— START Exercise data —

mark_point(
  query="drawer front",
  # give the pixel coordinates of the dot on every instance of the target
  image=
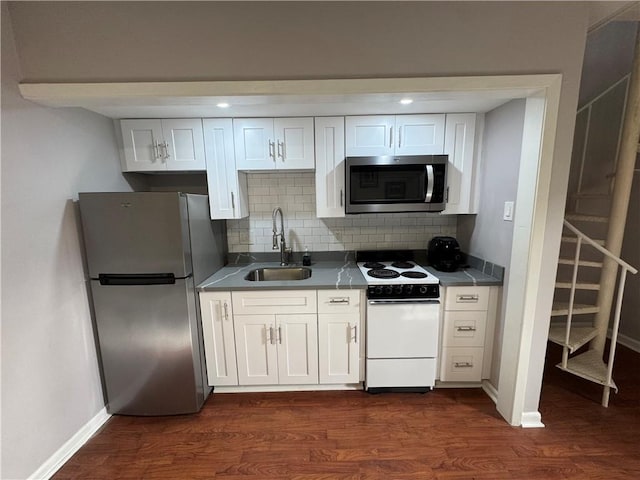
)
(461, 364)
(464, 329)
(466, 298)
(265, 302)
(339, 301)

— END Exercise data —
— START Exercise data —

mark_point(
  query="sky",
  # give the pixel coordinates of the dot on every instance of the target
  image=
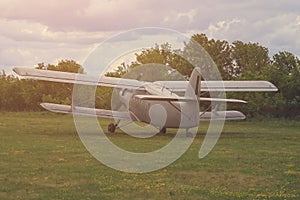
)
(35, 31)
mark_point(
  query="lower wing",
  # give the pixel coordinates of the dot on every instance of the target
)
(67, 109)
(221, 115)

— END Exercise data —

Short task:
Pull out every line in the records above that contains the string "query".

Result:
  query="drawer front",
  query="sky",
  query="lower wing",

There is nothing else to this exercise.